=== Exercise materials ===

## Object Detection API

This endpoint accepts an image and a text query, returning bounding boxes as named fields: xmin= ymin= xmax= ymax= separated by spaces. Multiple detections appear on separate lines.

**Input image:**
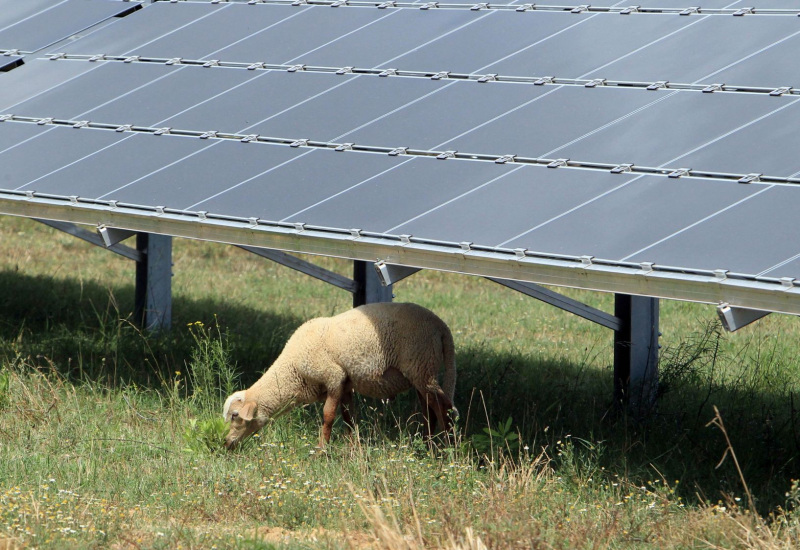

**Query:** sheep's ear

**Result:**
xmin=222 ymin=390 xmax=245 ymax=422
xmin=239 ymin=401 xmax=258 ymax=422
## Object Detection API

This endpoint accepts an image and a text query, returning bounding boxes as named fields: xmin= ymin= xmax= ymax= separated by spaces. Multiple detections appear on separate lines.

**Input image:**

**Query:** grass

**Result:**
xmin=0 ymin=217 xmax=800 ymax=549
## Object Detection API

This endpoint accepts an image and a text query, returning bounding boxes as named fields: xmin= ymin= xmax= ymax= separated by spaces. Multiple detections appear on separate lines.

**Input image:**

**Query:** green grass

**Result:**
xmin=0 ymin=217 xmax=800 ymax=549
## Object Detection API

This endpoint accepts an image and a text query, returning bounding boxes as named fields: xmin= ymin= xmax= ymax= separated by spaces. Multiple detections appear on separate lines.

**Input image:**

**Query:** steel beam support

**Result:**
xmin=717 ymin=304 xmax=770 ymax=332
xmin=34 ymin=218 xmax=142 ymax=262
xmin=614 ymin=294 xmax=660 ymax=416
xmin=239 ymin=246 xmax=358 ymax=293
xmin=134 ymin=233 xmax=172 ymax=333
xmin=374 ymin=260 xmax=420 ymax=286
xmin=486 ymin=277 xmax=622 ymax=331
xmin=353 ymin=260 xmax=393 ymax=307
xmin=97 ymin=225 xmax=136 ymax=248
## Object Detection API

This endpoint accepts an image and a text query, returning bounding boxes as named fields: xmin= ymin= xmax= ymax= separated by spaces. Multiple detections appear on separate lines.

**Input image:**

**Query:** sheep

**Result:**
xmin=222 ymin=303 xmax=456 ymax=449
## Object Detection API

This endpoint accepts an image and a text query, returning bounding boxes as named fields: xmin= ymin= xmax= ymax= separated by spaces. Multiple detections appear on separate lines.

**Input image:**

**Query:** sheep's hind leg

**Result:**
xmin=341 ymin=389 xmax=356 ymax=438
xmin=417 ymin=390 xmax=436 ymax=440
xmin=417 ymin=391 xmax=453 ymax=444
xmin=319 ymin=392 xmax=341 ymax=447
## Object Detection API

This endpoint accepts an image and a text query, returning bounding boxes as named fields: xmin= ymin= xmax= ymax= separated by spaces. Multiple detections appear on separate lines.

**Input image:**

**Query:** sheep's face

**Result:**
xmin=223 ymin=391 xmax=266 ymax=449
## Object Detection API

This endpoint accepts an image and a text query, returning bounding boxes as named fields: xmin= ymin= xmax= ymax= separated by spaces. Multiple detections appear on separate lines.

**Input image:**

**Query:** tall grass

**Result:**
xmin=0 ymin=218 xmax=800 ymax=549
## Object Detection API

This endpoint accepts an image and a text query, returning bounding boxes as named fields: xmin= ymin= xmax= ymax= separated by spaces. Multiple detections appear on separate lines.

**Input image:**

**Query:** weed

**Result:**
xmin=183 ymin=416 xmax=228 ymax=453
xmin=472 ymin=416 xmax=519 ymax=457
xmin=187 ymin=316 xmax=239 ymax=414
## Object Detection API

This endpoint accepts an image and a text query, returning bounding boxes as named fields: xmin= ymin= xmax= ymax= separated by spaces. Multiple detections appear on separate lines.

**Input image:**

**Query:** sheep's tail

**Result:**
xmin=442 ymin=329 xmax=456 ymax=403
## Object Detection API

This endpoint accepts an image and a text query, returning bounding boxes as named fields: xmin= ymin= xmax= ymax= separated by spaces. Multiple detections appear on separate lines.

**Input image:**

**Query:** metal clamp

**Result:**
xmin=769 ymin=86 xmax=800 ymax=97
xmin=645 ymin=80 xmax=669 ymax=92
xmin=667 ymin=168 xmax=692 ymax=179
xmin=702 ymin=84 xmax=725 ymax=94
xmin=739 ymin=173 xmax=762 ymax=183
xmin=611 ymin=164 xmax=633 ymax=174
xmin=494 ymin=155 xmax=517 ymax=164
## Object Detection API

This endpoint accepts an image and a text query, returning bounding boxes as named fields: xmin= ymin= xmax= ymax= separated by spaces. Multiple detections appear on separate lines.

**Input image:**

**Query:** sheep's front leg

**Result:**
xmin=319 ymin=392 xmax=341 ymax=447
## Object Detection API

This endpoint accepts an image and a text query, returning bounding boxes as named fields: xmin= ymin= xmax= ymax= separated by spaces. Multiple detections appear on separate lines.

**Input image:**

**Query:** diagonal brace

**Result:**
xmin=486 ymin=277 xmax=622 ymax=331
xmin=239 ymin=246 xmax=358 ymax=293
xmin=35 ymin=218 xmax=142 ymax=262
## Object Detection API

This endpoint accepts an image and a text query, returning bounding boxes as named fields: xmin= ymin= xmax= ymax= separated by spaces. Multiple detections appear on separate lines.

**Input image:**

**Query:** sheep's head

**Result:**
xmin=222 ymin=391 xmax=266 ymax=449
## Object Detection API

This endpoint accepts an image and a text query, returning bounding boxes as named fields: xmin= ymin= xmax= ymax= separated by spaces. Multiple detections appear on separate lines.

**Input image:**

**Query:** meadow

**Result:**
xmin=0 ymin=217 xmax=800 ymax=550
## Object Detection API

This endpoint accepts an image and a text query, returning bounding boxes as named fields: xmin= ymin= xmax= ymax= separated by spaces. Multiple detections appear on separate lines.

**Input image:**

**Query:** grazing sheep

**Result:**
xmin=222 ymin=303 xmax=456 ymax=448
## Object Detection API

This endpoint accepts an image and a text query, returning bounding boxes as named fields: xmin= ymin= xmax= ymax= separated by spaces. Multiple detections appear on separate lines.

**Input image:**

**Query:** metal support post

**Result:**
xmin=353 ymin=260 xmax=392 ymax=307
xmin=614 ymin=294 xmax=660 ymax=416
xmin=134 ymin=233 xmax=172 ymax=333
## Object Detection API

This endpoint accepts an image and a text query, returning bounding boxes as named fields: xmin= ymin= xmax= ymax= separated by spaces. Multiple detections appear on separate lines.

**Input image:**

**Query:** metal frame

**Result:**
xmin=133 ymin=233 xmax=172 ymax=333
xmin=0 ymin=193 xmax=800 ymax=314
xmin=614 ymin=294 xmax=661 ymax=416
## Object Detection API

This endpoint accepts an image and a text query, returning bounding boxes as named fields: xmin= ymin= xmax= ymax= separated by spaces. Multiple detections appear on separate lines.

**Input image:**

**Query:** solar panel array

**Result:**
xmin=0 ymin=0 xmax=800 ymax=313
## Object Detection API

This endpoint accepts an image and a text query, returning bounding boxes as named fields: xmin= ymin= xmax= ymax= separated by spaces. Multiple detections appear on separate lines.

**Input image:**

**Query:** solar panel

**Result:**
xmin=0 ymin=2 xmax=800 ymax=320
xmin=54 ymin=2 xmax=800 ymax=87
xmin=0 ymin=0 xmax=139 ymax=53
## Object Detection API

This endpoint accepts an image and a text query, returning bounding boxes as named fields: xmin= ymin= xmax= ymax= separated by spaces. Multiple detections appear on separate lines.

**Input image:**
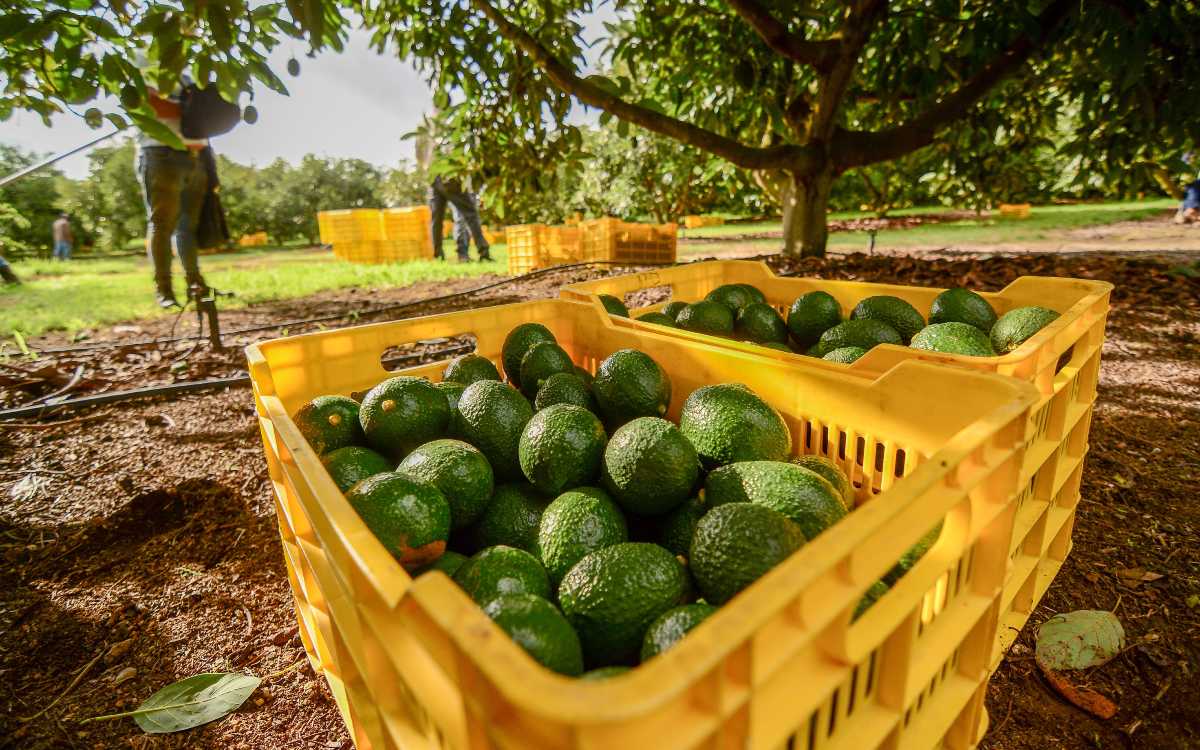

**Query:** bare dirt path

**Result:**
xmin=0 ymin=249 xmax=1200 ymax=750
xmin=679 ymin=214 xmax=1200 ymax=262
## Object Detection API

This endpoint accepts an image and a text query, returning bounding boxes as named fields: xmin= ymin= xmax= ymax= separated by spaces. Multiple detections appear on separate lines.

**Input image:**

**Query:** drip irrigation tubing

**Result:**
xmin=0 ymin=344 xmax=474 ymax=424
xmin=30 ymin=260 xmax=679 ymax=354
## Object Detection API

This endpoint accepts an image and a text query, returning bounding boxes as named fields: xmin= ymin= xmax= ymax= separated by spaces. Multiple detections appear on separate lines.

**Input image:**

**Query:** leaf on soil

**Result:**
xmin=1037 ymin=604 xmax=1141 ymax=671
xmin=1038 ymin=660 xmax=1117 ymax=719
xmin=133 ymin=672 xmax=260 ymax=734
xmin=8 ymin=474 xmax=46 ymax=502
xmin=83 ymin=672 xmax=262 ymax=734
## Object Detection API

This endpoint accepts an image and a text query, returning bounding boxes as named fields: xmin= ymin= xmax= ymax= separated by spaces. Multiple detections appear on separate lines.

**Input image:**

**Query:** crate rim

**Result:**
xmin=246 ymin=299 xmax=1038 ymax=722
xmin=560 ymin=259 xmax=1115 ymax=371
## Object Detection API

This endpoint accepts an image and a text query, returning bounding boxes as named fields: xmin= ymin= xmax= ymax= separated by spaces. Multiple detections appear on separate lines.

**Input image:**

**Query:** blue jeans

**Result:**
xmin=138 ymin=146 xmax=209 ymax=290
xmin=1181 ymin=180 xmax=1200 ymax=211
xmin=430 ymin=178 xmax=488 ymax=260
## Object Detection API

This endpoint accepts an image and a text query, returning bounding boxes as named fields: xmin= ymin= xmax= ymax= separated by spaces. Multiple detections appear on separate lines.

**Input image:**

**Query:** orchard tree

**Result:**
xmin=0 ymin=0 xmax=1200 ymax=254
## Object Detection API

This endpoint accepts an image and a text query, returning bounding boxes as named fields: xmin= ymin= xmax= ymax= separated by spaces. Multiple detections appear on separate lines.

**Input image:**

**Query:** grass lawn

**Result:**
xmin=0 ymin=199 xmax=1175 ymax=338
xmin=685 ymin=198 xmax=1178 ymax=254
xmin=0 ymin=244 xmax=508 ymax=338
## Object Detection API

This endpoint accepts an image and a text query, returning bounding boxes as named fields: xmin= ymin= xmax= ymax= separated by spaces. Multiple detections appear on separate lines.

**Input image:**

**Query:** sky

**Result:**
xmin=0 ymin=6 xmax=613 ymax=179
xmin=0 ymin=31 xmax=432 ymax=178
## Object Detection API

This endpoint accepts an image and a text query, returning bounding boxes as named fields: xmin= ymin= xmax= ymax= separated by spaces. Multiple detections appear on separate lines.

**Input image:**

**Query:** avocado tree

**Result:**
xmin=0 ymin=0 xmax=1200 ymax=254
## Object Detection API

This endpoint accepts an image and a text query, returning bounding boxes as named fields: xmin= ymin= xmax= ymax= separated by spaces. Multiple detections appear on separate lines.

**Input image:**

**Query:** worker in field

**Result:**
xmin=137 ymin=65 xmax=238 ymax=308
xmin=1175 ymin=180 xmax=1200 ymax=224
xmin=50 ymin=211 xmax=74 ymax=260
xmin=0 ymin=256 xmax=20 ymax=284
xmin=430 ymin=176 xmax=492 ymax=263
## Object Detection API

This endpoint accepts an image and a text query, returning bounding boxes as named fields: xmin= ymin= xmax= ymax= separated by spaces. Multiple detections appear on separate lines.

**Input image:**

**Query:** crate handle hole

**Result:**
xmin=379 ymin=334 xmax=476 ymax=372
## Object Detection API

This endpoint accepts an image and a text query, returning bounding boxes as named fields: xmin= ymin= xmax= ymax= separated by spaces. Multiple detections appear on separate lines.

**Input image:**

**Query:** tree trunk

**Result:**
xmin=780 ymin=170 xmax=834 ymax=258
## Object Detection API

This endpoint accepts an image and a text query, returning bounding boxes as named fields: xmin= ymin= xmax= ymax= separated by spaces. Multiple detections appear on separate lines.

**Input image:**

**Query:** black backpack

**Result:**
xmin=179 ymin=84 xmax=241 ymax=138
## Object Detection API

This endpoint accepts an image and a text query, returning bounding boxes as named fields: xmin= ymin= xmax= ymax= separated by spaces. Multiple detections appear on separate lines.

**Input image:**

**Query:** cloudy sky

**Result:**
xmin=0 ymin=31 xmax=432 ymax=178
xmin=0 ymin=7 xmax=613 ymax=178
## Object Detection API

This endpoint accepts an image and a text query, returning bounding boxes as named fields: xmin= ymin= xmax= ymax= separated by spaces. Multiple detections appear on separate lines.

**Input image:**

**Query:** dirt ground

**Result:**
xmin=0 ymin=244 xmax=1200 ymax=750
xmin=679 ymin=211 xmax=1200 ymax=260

===

▶ What is expected
Scale the records from the very start through the line containing "xmin=239 ymin=401 xmax=258 ymax=422", giving back all of those lines and no others, requests included, with each bounding-box coordinate in the answers multiplied by 1.15 and rounded to a whole number, halves up. Leave the pictures out.

▶ Exercise solution
## Object Detection API

This endpoint accepts an image and a text query, returning bounding boxes as named fields: xmin= ymin= xmax= ymax= separated by spaces. Multiple detections appear on separate lines.

**Input image:**

**Query:** sheep's ear

**Result:**
xmin=255 ymin=449 xmax=282 ymax=485
xmin=275 ymin=461 xmax=297 ymax=485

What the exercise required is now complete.